→ Challenge
Exactly as they appear, copy the lines of the listing from the one containing "Target: girl's face" through the final line, both included, and nothing else.

→ Records for processing

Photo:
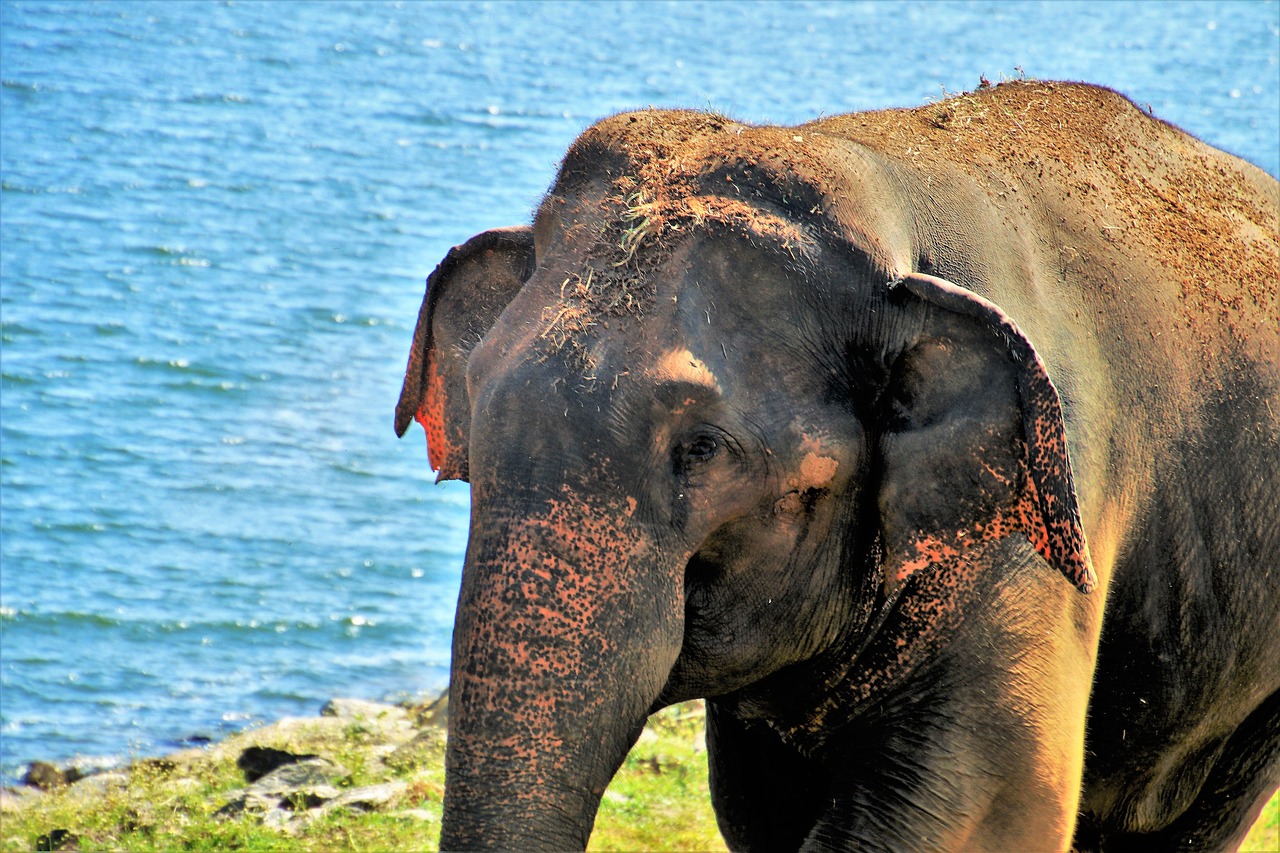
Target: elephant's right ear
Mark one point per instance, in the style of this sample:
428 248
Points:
464 297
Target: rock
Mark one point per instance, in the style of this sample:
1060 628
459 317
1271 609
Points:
362 710
426 744
99 785
369 798
311 771
260 761
45 776
14 798
58 839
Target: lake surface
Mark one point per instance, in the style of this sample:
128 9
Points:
216 220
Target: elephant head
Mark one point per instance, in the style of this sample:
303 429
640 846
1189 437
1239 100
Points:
718 430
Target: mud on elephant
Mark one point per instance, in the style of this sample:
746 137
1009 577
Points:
937 448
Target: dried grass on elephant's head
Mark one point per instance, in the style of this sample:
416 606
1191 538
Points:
676 173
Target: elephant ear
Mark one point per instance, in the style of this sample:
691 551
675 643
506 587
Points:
974 445
464 297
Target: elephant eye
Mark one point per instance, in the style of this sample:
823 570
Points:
698 451
702 450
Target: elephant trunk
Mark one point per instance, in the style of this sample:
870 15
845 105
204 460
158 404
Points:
566 632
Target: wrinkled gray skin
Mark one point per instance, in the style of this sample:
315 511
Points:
859 429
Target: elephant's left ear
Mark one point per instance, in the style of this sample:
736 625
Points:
464 297
1028 460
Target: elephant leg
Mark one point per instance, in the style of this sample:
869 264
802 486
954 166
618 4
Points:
1244 774
1243 778
767 796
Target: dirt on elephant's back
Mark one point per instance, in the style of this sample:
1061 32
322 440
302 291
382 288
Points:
1139 183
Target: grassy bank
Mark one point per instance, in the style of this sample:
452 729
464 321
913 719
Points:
196 799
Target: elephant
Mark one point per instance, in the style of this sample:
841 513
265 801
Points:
935 448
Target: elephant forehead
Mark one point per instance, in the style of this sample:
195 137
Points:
680 364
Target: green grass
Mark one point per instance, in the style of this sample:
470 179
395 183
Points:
657 802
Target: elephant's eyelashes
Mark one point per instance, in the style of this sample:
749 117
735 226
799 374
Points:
699 450
702 450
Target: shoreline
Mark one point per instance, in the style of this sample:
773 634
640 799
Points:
362 775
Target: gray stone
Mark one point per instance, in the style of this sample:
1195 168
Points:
369 798
16 798
301 774
362 710
99 785
425 746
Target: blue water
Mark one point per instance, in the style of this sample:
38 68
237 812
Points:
215 224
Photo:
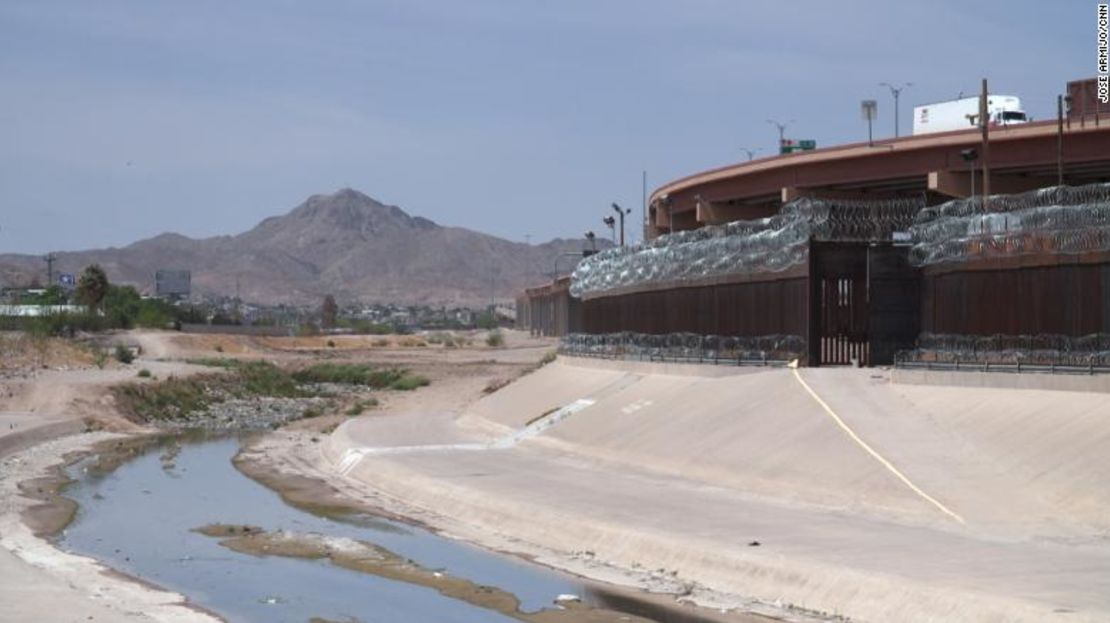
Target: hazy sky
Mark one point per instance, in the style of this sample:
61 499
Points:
123 119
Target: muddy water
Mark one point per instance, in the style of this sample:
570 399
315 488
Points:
140 520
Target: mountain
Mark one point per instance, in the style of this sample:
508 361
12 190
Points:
344 243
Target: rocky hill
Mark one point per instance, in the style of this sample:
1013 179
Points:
344 243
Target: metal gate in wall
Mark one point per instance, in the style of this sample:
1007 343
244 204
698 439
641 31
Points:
840 305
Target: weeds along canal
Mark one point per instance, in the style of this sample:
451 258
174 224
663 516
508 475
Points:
141 519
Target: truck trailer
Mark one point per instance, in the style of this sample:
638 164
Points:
964 114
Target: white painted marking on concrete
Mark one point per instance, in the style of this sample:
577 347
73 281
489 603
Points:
354 455
875 454
634 407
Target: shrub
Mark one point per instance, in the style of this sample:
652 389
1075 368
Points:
349 373
123 354
361 405
409 383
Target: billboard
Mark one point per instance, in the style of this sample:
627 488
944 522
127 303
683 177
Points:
172 282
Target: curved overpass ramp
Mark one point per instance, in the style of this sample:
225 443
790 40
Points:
686 470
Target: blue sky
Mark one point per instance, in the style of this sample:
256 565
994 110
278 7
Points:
120 120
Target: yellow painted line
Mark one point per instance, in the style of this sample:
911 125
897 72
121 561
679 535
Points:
875 454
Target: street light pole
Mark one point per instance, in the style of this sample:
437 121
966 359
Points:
896 91
781 130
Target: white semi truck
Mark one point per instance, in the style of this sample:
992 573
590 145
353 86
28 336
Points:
964 114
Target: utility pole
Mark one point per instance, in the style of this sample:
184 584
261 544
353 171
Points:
643 206
50 259
1059 140
985 124
896 91
781 131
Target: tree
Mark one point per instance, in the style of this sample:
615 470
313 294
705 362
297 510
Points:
329 312
92 287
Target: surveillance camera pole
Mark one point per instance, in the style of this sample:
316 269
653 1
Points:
896 91
621 212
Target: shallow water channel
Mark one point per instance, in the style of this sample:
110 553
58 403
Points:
140 518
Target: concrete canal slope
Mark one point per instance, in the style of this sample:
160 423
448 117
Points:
825 490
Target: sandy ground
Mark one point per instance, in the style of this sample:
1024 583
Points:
804 495
43 415
51 393
668 480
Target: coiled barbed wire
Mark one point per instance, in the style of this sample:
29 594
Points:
760 245
688 347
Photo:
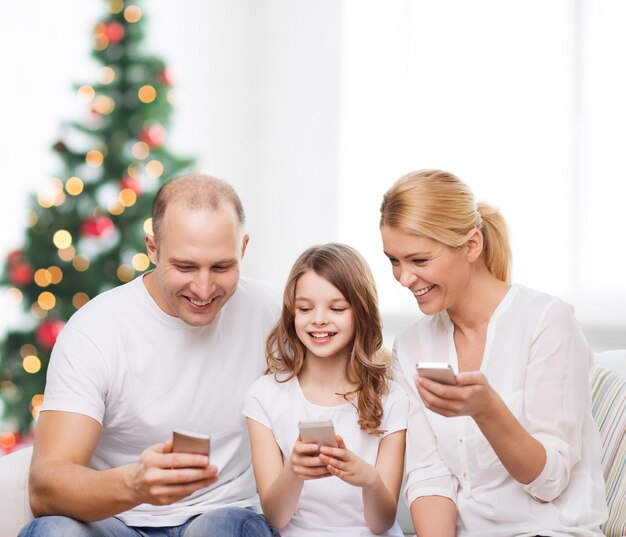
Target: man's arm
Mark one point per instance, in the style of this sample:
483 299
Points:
62 484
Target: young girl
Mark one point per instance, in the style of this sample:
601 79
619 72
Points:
322 356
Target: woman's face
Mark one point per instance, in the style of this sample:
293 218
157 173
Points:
436 274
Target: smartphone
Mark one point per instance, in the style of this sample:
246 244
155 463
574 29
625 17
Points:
438 371
188 442
320 432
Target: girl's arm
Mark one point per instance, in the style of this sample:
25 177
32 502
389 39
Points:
380 484
434 516
280 485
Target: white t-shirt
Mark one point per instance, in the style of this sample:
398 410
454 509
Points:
537 360
329 505
141 373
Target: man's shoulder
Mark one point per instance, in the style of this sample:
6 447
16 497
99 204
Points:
106 304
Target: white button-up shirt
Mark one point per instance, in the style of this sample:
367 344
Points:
537 359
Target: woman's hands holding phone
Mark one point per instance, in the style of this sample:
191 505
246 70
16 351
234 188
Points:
471 396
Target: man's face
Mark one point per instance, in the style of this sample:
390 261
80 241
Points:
197 262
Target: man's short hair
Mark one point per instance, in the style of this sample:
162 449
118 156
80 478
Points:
196 191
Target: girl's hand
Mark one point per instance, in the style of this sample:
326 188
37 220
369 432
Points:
471 396
347 466
305 461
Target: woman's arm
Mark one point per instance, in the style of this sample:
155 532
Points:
280 486
380 484
523 456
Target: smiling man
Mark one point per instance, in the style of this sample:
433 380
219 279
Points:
175 348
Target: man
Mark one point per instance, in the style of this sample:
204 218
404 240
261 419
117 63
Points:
174 349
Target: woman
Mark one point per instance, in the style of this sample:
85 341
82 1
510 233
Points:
511 449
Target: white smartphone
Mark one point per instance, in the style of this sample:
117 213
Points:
320 432
188 442
438 371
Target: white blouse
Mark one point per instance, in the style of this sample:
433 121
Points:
537 360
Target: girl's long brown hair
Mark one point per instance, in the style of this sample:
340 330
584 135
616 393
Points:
346 269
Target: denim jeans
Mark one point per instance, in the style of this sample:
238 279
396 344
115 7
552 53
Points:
224 522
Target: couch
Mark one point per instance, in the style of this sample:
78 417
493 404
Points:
608 386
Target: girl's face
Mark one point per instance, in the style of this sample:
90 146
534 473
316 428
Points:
435 273
324 320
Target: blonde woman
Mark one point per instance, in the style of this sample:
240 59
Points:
510 449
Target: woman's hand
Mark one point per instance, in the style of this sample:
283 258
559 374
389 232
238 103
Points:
347 466
471 396
305 461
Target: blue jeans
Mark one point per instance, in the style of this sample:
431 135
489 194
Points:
224 522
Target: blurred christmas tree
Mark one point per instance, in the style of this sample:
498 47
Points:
86 229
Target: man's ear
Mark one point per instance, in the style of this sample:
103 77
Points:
474 243
151 249
244 244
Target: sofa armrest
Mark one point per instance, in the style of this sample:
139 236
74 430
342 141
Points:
14 506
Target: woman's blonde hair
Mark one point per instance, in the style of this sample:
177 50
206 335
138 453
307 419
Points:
438 205
346 269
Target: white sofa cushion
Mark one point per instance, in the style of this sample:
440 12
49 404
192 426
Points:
609 411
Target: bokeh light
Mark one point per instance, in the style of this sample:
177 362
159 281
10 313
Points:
103 104
80 299
125 273
140 262
81 263
94 158
146 94
56 274
74 186
66 254
31 364
37 311
154 169
46 300
27 349
115 207
43 278
62 239
140 150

→ Completed task
Target: girl's face
Mark one point per instance, in the style of this sample:
90 146
534 473
316 428
Points:
435 273
324 320
Target: blonde woman
Mark one point per instance, in the style of this sample:
240 59
Points:
510 449
Target: woman's hand
Mark one point per instance, in the style of this sample:
283 258
559 374
389 232
238 103
Points:
347 466
471 396
305 461
Target: blue jeans
Mark one point per instance, in the style of this sample:
431 135
489 194
Points:
224 522
Target: blurred christmas tree
Mark one point per instance, in the style of this sample:
498 47
Points:
86 229
Target: man's ear
Mark one point per instance, in the style of this sample:
103 77
Points:
474 243
151 249
244 244
Target: sofa armrest
Mark one point per instance, in the style of this sample:
139 236
74 430
342 141
Points:
14 506
Target: woman's blonde hair
Mark one point per instance, in the style of this sample:
177 50
206 335
138 453
307 419
Points:
438 205
346 269
Target: white sofa cushion
Mark one point per instance, in the style of this sample:
440 12
49 404
192 426
Points:
609 411
Target: bokeh light
Mark one point per instance, in the style of this sample:
177 362
159 281
10 313
Points:
103 104
80 299
125 273
140 262
81 263
94 158
146 94
56 274
74 186
66 254
31 364
37 311
154 169
46 300
27 349
115 207
43 278
62 239
140 150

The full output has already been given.